Jadi, bila masih ada yang belum paham kenapa hingga saat ini RR tidak bosan-bosannya menyuarakan kritik, "jurus kepret", secara blak-blakan, jawabannya: RR sudah lebih 40 tahun melakukannya, kenapa sekarang harus berhenti? Toh, cita-cita membawa Indonesia menjadi bangsa maju belum tercapai.

Bukankah kita semua sepakat? Pemimpin Bangsa Indonesia memerlukan kepercayaan diri yg tinggi, memerlukan mental jagoan, agar bisa menghadapi pemimpin bangsa-bangsa besar seperti China dan AS, yg juga amat sangat percaya diri. Di sini lah kepercayaan diri RR yang sangat tinggi dibutuhkan Indonesia.

Sebagai penutup. Ada beberapa kisah yang juga menggambarkan sifat asali kerendahan hati RR.

■ TUGAS DIMINTA 1
Cari semua baris dalam entri di bawah yang mengandung kata "reflection", lalu salin baris-baris itu. Perhatikan huruf besar dan kecil.
Entri berikut sama sekali tidak berkaitan dengan kutipan di atas.

■ DAFTAR ENTRI
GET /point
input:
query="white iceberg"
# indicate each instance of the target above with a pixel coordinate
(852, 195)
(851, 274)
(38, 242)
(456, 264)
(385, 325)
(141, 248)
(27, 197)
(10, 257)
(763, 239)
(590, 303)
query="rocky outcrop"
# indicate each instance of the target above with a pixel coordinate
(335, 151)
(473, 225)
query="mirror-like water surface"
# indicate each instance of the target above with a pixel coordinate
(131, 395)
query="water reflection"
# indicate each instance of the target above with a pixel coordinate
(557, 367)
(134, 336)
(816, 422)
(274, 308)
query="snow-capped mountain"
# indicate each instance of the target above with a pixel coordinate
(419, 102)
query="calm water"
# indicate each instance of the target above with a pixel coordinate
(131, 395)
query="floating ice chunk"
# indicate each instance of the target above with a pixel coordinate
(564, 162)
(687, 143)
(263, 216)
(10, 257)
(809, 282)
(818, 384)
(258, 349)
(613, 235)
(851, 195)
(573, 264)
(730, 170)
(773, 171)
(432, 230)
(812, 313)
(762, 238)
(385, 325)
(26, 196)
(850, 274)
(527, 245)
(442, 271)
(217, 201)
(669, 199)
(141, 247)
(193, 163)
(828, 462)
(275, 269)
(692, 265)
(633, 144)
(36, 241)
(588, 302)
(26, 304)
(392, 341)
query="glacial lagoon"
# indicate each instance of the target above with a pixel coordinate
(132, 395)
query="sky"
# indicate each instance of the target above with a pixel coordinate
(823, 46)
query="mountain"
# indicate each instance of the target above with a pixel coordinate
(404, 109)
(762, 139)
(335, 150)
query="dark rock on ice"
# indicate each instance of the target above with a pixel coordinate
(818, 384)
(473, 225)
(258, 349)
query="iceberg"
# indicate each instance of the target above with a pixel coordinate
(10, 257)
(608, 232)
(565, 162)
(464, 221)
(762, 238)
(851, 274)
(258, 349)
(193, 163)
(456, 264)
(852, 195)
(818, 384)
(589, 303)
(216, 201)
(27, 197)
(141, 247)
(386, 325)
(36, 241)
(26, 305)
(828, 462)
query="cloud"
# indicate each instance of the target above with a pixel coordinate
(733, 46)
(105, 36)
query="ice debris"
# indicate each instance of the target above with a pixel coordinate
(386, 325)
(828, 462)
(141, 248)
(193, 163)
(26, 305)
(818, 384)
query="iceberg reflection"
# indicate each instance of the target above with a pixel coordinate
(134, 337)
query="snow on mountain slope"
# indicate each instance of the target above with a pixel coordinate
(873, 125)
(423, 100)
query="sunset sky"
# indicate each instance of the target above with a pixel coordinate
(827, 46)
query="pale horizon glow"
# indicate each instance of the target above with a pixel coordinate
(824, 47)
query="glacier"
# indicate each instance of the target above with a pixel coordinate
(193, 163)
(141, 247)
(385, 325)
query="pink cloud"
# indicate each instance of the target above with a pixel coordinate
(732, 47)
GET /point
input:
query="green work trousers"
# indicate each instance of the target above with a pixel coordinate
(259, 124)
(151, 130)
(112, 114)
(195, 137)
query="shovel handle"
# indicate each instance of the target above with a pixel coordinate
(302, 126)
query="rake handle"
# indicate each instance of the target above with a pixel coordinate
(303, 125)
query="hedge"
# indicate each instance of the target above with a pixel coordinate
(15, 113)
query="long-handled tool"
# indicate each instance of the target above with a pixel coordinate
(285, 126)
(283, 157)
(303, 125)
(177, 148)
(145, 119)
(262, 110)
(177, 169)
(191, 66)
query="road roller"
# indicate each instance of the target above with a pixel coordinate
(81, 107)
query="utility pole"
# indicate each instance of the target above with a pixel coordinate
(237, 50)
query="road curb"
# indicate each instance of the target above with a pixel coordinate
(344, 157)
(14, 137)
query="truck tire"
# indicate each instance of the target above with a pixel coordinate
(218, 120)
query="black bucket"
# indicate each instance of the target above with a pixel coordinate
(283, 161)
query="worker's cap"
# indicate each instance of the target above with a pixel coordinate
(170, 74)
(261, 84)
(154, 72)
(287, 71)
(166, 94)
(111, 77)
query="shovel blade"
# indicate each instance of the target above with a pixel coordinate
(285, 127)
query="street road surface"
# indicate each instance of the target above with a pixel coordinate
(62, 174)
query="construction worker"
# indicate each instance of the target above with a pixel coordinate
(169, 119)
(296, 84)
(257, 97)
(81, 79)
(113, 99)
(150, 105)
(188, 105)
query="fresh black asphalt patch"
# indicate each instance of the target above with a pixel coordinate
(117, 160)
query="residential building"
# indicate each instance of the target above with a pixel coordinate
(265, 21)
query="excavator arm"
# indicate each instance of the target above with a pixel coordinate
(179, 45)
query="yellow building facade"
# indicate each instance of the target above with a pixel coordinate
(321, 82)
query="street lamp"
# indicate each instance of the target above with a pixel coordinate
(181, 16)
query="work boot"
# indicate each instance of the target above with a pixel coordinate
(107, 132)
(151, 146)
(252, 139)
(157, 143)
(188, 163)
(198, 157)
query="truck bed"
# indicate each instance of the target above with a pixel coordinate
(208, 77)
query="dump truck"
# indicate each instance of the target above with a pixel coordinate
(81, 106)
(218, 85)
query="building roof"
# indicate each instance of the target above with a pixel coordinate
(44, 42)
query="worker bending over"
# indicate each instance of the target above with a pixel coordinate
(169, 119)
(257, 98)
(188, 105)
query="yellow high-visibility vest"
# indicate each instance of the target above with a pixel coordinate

■ TUGAS DIMINTA 2
Jawab singkat berdasarkan kutipan tentang RR di atas.
(a) Menurut kutipan, sudah berapa lama RR menyuarakan kritik?
(b) Pemimpin dua bangsa besar mana yang disebut amat sangat percaya diri?
(c) Sifat asali RR apa yang digambarkan oleh beberapa kisah di bagian penutup?

■ JAWABAN AKHIR 1
query="water reflection"
query="iceberg reflection"

■ JAWABAN AKHIR 2
(a) Lebih dari 40 tahun.
(b) China dan AS.
(c) Kerendahan hati.